Output every line of the entries below as a Markdown table with the columns Row and Line, numbering the rows in order. Leave out any blank lines.

Part of a data file
'''
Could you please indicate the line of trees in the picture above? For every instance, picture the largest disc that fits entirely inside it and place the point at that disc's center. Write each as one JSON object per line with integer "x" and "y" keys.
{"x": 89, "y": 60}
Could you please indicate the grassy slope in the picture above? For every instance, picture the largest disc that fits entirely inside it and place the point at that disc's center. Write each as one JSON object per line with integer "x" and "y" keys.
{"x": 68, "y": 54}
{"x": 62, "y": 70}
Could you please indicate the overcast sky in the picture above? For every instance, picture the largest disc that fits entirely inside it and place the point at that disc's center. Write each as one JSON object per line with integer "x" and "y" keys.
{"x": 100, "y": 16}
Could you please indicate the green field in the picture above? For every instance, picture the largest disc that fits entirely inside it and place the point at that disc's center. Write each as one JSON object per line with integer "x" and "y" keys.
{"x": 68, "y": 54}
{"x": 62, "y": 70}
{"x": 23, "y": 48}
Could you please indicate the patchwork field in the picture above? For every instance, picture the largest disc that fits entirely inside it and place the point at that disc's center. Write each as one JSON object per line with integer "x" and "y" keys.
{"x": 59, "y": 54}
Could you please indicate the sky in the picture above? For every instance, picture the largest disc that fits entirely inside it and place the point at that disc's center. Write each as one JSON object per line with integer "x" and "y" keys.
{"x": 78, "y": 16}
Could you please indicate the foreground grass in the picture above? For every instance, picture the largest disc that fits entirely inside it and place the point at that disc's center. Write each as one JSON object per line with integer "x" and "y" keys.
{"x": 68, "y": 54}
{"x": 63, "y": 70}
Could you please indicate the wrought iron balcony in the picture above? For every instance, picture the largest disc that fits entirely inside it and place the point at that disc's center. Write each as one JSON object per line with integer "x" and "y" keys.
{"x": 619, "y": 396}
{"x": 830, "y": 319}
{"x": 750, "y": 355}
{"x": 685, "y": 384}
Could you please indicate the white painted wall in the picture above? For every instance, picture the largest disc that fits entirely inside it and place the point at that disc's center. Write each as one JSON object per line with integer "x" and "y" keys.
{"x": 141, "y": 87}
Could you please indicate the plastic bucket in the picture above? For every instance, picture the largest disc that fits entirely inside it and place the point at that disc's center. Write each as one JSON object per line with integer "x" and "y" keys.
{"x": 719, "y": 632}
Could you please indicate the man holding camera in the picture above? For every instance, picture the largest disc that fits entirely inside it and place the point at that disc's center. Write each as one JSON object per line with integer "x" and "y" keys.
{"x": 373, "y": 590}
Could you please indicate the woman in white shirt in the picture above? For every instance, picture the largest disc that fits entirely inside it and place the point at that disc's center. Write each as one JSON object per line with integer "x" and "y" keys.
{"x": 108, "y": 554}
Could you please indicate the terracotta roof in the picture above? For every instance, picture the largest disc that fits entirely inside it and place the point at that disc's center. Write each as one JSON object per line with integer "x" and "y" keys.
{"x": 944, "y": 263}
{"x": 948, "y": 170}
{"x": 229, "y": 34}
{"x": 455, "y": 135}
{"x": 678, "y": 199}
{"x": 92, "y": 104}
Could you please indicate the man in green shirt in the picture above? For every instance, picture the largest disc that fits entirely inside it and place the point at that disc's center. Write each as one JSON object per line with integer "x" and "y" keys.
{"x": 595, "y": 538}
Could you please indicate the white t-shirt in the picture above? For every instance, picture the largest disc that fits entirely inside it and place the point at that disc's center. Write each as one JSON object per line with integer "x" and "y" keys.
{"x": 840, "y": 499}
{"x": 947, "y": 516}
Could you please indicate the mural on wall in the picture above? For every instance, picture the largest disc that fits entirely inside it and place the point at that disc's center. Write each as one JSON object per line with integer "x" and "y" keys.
'''
Expected answer:
| Row | Line |
|---|---|
| 1 | Could you please indicate the line of trees in the picture above? For every instance, picture the largest disc that fits entirely inside it and place the point at that disc's center. Write each as one JSON object per line with integer "x" and "y" keys. |
| 2 | {"x": 89, "y": 60} |
| 3 | Could you please indicate the grassy slope in the picture above? For every instance, picture the largest disc that fits entirely inside it and place the point at that disc's center. Write each as one JSON object per line with integer "x" and "y" keys. |
| 4 | {"x": 68, "y": 54} |
| 5 | {"x": 62, "y": 70} |
| 6 | Could you please indicate the overcast sky in the picture above? For every instance, picture the largest disc that fits entirely inside it and place the point at that disc's center. Write each as one JSON object per line with integer "x" and "y" keys. |
| 7 | {"x": 100, "y": 16} |
| 8 | Could you please indicate the green field in the picture above? For every instance, picture the largest disc that fits entirely inside it and place the point at that disc's center. Write each as one JSON object per line with integer "x" and "y" keys. |
| 9 | {"x": 68, "y": 54} |
| 10 | {"x": 62, "y": 70} |
| 11 | {"x": 23, "y": 48} |
| 12 | Could you please indicate the patchwork field in the picture above? For every instance, picture the largest disc that fits entirely inside it and place the point at that disc's center. Write each as one JSON object per line with integer "x" and "y" keys. |
| 13 | {"x": 59, "y": 54} |
| 14 | Could you please indicate the sky in the picture above? For every instance, picture the largest disc that fits entirely inside it and place the point at that disc's center. Write each as one JSON object per line with integer "x" and "y" keys. |
| 15 | {"x": 78, "y": 16} |
| 16 | Could you please indicate the foreground grass in the picture above? For every instance, picture the largest disc that fits entirely inside it and place the point at that disc's center. Write each as one JSON object per line with integer "x" and "y" keys. |
| 17 | {"x": 68, "y": 54} |
| 18 | {"x": 63, "y": 70} |
| 19 | Could you please indicate the wrought iron balcony in the picture above? For every instance, picture the largest disc that fits entirely inside it and place the point at that disc's center. Write each as one JSON object per line with integer "x" and "y" keys. |
| 20 | {"x": 619, "y": 396} |
| 21 | {"x": 830, "y": 319} |
| 22 | {"x": 750, "y": 355} |
| 23 | {"x": 685, "y": 384} |
| 24 | Could you please indicate the white painted wall in the picture above? For every instance, picture the largest disc that fits entirely inside it and place the point at that disc's center. Write each as one JSON object per line with integer "x" and "y" keys. |
| 25 | {"x": 141, "y": 87} |
| 26 | Could you please indicate the plastic bucket in the picture above? For every instance, picture the largest disc that fits entirely inside it and place the point at that disc's center. Write each as one JSON object per line with integer "x" and "y" keys. |
| 27 | {"x": 719, "y": 632} |
| 28 | Could you please indicate the man holding camera in the picture above? For every instance, picture the largest disc that fits entirely inside it and place the point at that disc's center. Write each as one JSON object per line with integer "x" and "y" keys. |
| 29 | {"x": 373, "y": 590} |
| 30 | Could you please indicate the woman in white shirt in the picture above? For every instance, picture the largest disc that fits entirely inside it and place the point at that disc's center. Write each as one JSON object per line with integer "x" and "y" keys. |
| 31 | {"x": 108, "y": 554} |
| 32 | Could you please indicate the terracotta roof in the picture above? For every instance, picture the largest disc that fits entirely inside it and place the point at that disc's center. Write each as one JSON object per line with integer "x" and "y" keys. |
| 33 | {"x": 944, "y": 263} |
| 34 | {"x": 948, "y": 170} |
| 35 | {"x": 229, "y": 34} |
| 36 | {"x": 455, "y": 135} |
| 37 | {"x": 678, "y": 199} |
| 38 | {"x": 92, "y": 104} |
| 39 | Could you please indicate the man in green shirt in the picture above? For every instance, picture the largest disc that fits entirely inside it and place the point at that disc's center. Write each as one JSON object per line with integer "x" and "y" keys. |
| 40 | {"x": 595, "y": 538} |
| 41 | Could you please indicate the white t-shirt in the picture above? For every instance, picture the largest disc that fits entirely inside it and place the point at that disc's center. Write each as one JSON object per line with integer "x" and "y" keys. |
| 42 | {"x": 840, "y": 499} |
| 43 | {"x": 947, "y": 516} |
| 44 | Could you please indicate the mural on wall in the picture above? For every instance, picture the largest disc that fits entirely inside it and place the point at that disc's center. Write each as one JSON object per line with integer "x" and "y" keys. |